* EXERCISE AIM *
Return every one of the entries below word for word, omitting the pictures.
[Start DATA SHOWN]
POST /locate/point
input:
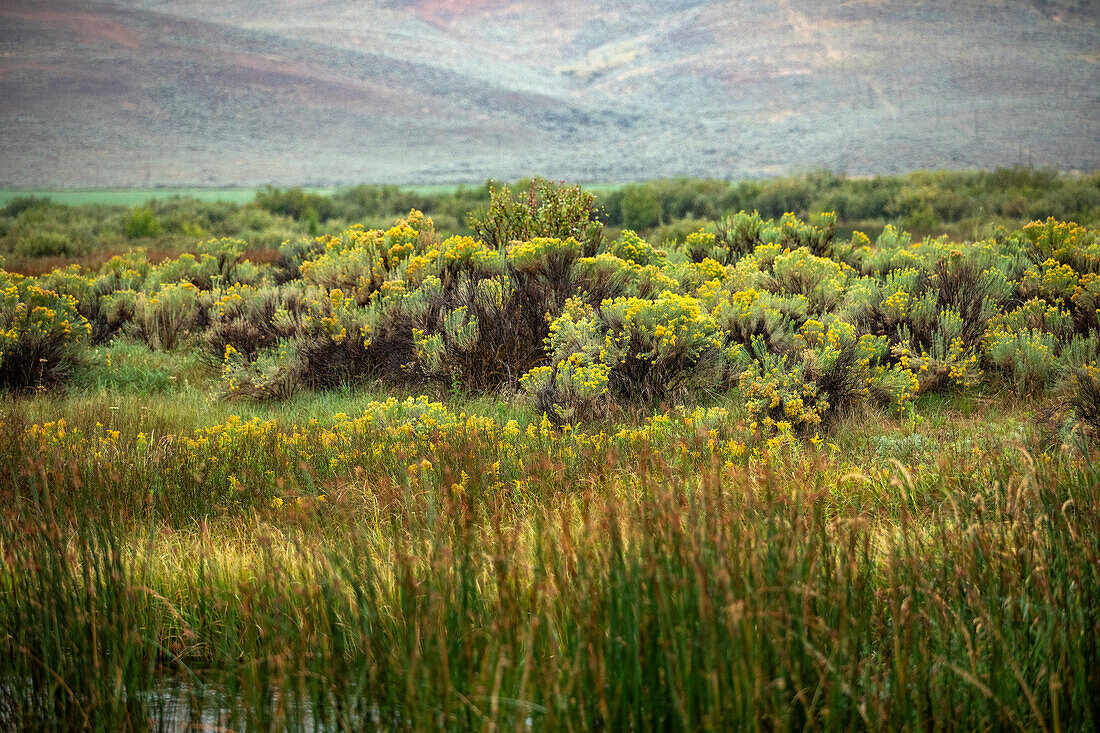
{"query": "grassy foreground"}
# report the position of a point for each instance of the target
(415, 568)
(551, 477)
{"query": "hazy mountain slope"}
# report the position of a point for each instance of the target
(249, 91)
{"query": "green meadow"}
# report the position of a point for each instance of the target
(812, 452)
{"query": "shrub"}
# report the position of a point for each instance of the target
(40, 330)
(549, 209)
(166, 317)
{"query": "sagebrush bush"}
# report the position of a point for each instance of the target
(548, 208)
(40, 331)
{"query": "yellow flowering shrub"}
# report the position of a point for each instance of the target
(40, 330)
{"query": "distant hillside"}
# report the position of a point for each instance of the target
(323, 91)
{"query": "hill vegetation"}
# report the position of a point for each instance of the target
(553, 474)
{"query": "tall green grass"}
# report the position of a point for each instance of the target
(682, 601)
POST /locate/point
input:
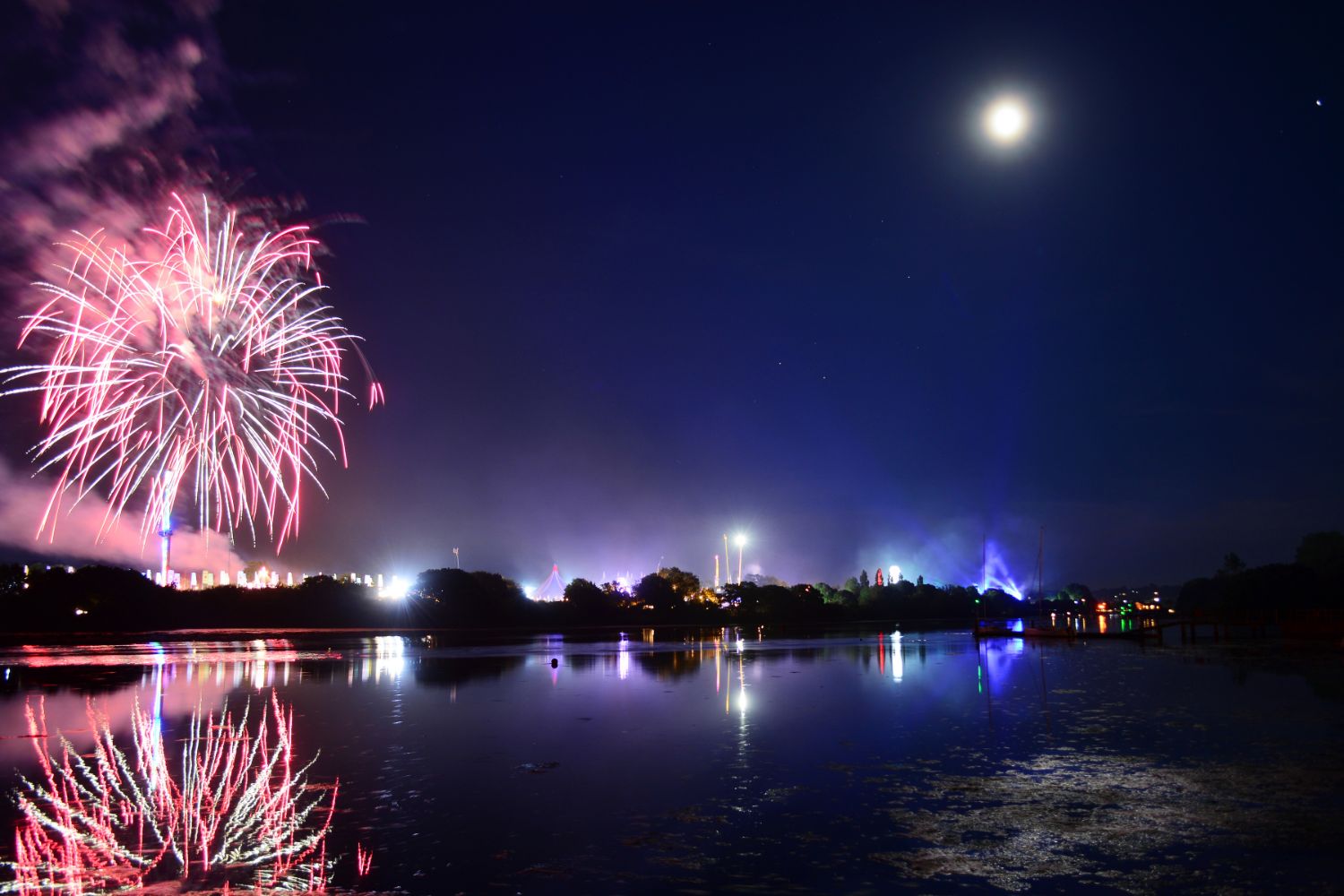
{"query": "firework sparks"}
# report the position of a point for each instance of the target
(204, 359)
(238, 812)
[End DATA SHOWN]
* RESULT OF THE EXERCISE *
POST /locate/point
input:
{"query": "grassy foreground"}
# report the position of a point for each instance of the target
(415, 568)
(551, 477)
{"query": "hazy mountain slope"}
# report the position of a point for each instance of the target
(249, 91)
{"query": "green meadow"}
# report the position of a point for each instance of the target
(812, 452)
{"query": "shrub"}
# report the position of a point for each instance of the target
(40, 330)
(549, 209)
(166, 317)
{"query": "sagebrush bush"}
# report the position of a point for each instance of the target
(548, 208)
(40, 331)
{"query": "yellow flowering shrub"}
# report the position of a point for each instance of the target
(40, 330)
{"query": "distant hillside"}
# report the position of a point for each instance of the target
(323, 91)
{"query": "hill vegetation"}
# report the position of a point for each instance of the target
(553, 474)
{"query": "tall green grass"}
# report the position of a point for each instance of the target
(682, 601)
POST /locate/point
input:
{"query": "firework sparks"}
# report the position of a point for each instance of the target
(204, 359)
(238, 812)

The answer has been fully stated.